-- Record excerpts follows --

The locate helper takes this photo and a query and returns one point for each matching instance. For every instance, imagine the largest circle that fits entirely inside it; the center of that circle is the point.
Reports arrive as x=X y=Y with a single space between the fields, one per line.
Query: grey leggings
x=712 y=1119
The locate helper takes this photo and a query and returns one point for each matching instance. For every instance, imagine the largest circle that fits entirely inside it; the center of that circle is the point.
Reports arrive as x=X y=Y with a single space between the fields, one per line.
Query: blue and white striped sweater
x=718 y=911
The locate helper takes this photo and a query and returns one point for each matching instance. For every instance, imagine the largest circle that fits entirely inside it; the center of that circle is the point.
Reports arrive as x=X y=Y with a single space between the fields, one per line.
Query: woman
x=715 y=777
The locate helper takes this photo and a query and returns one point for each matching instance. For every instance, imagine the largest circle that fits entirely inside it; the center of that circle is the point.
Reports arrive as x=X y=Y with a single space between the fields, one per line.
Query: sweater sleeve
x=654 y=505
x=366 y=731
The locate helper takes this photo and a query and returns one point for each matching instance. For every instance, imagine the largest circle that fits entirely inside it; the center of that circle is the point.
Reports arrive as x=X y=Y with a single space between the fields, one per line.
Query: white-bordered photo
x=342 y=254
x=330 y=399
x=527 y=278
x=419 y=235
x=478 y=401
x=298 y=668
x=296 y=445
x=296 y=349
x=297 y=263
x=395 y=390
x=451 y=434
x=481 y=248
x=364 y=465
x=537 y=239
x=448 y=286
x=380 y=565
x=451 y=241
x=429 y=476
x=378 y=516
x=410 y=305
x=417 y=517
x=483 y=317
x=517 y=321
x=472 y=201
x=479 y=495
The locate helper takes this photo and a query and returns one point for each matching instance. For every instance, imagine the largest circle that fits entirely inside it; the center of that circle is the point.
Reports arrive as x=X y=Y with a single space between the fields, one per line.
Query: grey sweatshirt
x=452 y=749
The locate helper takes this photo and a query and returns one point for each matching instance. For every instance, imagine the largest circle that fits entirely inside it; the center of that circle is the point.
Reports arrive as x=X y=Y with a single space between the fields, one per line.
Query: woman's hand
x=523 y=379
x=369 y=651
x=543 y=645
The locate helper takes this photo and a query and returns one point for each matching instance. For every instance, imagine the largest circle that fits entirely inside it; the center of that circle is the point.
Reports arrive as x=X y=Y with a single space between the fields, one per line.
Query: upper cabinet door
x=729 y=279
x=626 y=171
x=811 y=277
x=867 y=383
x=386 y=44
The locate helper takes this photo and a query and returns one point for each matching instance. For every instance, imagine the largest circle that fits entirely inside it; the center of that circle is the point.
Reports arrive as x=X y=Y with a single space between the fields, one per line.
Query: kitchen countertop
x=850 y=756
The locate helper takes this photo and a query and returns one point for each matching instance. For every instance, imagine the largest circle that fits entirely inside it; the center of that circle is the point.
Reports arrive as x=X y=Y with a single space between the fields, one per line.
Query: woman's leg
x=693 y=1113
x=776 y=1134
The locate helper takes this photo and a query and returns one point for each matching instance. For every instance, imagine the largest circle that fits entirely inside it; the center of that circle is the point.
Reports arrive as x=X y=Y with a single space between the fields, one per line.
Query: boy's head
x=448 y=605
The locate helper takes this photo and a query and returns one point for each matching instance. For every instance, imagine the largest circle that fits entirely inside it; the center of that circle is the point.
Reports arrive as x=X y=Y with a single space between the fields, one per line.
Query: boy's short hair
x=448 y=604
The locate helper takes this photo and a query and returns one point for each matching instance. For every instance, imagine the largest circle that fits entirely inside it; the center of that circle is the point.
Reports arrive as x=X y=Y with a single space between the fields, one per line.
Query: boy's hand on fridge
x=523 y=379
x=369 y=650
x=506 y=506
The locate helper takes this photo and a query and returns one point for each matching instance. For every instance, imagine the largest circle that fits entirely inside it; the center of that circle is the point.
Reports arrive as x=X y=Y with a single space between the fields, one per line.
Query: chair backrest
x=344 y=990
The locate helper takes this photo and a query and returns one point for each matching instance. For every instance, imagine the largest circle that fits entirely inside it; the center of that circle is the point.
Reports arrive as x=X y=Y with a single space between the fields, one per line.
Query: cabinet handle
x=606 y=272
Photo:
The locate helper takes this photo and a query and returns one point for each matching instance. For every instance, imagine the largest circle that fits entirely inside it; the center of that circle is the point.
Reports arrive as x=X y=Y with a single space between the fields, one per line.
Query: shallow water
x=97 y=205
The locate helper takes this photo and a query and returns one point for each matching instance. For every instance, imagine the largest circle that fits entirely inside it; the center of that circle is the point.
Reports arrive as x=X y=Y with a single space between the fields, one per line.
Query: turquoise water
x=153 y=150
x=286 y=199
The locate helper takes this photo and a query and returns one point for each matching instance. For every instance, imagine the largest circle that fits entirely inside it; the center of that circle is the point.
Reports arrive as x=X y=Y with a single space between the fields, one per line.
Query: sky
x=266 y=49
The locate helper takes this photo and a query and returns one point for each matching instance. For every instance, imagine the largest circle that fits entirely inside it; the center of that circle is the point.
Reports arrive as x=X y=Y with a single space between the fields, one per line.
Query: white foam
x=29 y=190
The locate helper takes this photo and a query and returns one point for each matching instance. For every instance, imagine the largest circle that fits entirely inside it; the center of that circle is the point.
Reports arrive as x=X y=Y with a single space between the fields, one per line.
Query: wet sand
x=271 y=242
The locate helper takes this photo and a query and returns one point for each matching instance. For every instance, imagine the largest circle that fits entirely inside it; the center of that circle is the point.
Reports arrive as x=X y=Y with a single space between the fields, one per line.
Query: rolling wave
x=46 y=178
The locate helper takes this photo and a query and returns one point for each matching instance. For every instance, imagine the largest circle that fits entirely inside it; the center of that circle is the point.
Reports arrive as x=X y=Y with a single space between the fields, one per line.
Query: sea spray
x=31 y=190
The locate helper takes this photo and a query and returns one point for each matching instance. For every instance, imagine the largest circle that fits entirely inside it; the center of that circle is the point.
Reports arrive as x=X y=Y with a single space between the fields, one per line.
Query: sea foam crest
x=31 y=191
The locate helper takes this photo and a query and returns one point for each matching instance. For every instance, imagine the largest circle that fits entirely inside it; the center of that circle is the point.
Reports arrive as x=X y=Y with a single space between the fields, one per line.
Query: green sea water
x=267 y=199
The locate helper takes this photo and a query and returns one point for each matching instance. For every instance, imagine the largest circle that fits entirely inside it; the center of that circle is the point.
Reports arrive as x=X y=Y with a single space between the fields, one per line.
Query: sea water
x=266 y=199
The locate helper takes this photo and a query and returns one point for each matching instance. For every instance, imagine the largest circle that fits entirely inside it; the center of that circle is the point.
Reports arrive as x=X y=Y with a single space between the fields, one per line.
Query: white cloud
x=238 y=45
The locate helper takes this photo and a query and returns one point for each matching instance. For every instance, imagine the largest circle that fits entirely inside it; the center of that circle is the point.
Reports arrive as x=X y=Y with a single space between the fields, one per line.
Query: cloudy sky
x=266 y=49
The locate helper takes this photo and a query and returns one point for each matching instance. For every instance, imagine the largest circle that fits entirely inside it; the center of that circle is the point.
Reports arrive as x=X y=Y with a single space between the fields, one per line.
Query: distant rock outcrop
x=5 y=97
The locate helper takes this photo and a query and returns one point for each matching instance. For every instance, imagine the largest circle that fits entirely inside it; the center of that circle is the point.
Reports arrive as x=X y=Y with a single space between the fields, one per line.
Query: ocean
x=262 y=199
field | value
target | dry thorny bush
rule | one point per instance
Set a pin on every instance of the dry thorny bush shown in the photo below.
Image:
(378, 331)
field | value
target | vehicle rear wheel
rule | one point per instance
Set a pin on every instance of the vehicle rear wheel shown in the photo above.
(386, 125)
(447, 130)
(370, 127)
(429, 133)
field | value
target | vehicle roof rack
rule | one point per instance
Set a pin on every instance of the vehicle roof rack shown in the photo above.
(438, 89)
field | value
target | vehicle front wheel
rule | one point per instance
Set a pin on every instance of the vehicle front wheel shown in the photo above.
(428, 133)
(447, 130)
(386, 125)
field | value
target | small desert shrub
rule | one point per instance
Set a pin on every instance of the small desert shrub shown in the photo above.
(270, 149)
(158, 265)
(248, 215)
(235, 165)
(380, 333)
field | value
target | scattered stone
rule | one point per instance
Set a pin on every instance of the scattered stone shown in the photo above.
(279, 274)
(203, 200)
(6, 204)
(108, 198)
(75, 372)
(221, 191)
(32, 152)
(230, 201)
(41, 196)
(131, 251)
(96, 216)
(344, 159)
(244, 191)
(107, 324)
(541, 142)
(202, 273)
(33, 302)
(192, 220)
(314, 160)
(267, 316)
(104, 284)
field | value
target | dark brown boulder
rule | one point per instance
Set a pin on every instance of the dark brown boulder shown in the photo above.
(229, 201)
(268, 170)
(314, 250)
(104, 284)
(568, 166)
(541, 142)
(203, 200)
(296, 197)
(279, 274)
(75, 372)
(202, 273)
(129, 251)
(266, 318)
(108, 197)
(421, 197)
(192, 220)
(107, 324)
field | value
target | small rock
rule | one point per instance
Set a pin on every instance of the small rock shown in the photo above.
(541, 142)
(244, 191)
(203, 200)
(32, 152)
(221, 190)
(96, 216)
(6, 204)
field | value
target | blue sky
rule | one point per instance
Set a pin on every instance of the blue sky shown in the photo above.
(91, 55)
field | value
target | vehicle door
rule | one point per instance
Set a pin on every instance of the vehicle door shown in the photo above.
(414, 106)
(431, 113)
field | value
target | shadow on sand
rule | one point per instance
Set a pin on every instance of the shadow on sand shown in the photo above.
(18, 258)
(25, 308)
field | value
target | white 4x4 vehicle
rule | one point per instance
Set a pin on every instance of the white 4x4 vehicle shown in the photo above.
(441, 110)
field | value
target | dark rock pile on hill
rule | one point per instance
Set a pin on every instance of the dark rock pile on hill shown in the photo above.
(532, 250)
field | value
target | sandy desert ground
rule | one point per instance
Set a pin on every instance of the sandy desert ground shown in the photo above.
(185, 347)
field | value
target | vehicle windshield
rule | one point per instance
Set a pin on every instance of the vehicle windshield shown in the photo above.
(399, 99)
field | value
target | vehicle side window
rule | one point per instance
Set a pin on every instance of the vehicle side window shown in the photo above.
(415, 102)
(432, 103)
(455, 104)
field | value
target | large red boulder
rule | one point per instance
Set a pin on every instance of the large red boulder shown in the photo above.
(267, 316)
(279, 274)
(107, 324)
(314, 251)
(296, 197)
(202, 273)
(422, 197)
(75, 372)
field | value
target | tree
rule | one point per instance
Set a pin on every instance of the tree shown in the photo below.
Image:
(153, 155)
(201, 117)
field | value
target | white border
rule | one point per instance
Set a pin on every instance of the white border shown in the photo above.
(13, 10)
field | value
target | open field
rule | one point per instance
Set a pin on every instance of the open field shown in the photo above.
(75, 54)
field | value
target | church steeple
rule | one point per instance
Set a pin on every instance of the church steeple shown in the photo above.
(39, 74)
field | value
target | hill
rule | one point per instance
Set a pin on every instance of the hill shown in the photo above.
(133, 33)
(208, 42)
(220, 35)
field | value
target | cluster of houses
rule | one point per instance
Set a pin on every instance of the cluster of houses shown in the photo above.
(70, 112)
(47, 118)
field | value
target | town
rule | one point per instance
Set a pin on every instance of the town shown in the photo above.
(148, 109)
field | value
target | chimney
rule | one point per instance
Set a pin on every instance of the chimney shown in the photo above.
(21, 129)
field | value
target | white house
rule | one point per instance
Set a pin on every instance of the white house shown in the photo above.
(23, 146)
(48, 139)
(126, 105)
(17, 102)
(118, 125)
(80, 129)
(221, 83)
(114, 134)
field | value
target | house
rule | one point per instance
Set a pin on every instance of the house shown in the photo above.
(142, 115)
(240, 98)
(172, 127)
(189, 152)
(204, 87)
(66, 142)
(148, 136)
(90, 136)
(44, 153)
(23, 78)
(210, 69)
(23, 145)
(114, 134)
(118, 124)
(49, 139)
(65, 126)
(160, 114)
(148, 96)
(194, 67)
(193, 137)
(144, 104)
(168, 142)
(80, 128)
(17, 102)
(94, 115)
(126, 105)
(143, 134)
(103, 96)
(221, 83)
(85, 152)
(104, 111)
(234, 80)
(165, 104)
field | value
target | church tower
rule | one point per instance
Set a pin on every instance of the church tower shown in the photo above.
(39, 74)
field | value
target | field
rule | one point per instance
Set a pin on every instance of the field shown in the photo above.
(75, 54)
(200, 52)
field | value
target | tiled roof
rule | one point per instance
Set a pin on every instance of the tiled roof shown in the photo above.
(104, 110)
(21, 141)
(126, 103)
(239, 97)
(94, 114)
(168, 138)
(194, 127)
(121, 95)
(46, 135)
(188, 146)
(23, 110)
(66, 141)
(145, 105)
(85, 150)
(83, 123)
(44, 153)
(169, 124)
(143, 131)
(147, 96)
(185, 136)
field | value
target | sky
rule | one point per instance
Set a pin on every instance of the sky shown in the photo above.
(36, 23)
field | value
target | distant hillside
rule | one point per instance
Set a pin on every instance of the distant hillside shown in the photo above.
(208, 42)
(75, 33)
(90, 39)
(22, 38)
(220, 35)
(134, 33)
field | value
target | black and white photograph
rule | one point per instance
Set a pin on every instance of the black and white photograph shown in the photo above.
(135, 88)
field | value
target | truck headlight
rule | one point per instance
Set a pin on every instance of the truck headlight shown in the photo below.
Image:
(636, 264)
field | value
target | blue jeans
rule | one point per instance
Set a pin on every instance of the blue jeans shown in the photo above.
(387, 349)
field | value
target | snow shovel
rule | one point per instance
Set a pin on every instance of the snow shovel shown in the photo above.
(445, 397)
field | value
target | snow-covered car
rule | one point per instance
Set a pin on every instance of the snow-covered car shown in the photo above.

-- Record excerpts concluded --

Reproduce each line from the records that contains the word "thorny".

target | dry thorny bush
Set a pin on every instance of the dry thorny bush shown in the photo below.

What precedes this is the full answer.